> Instructions to follow: Which lines of the material below contain the word "flag"? Gather each of them and copy it in full.

— Start Task material —

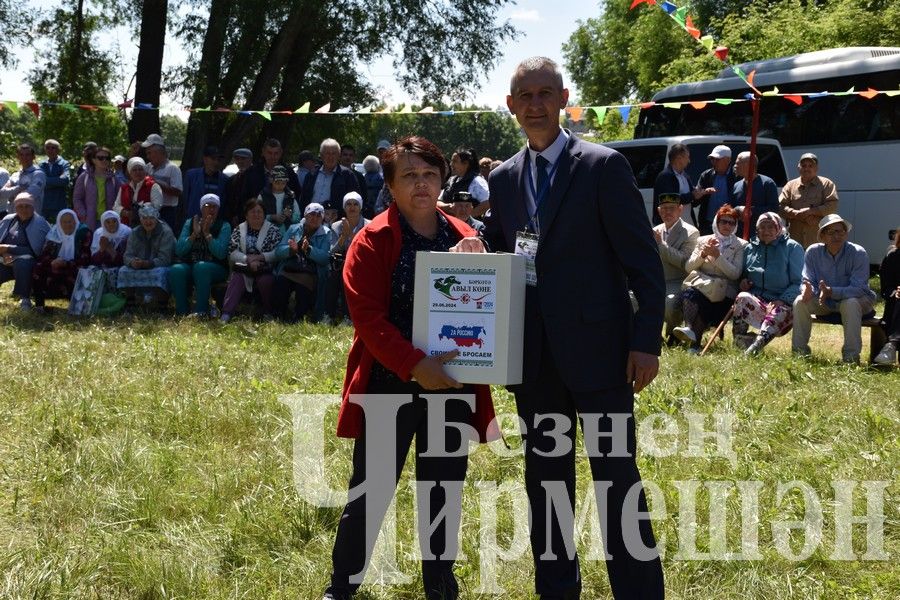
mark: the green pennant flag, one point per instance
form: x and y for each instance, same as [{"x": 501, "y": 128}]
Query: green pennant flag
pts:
[{"x": 600, "y": 111}]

— End Task material —

> Complete response:
mark: the green pennant flag, one point per instance
Query: green pennant flag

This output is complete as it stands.